── The data

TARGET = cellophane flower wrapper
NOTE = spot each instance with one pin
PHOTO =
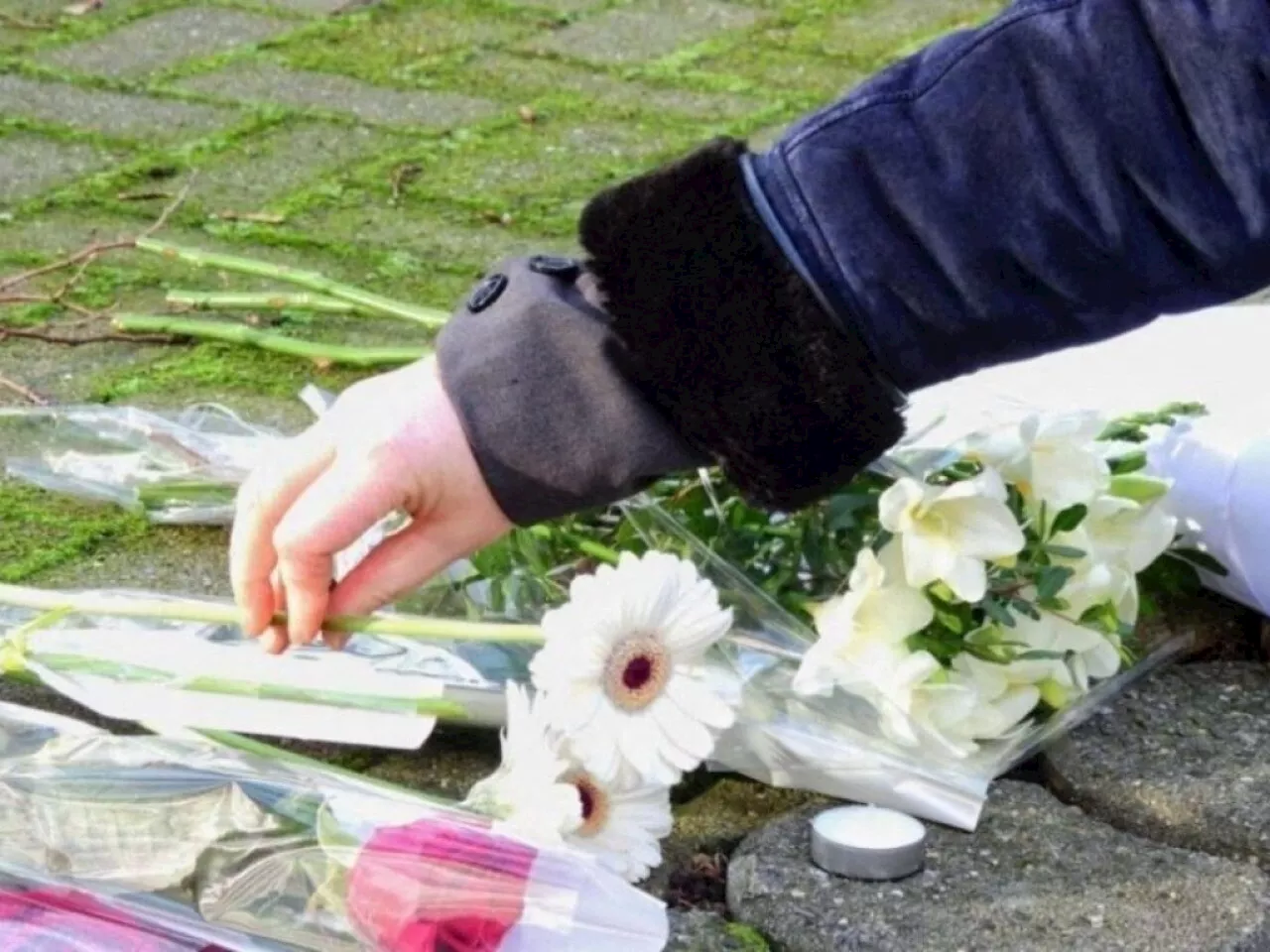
(187, 839)
(381, 690)
(182, 468)
(1219, 463)
(855, 744)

────

Requirement:
Output all the records, word for word, with no pictures in the copy.

Exercise answer:
TARGET = cellophane flower wrapper
NOTE = spot each instance with one pin
PHOTO =
(187, 839)
(381, 690)
(182, 468)
(1219, 463)
(855, 744)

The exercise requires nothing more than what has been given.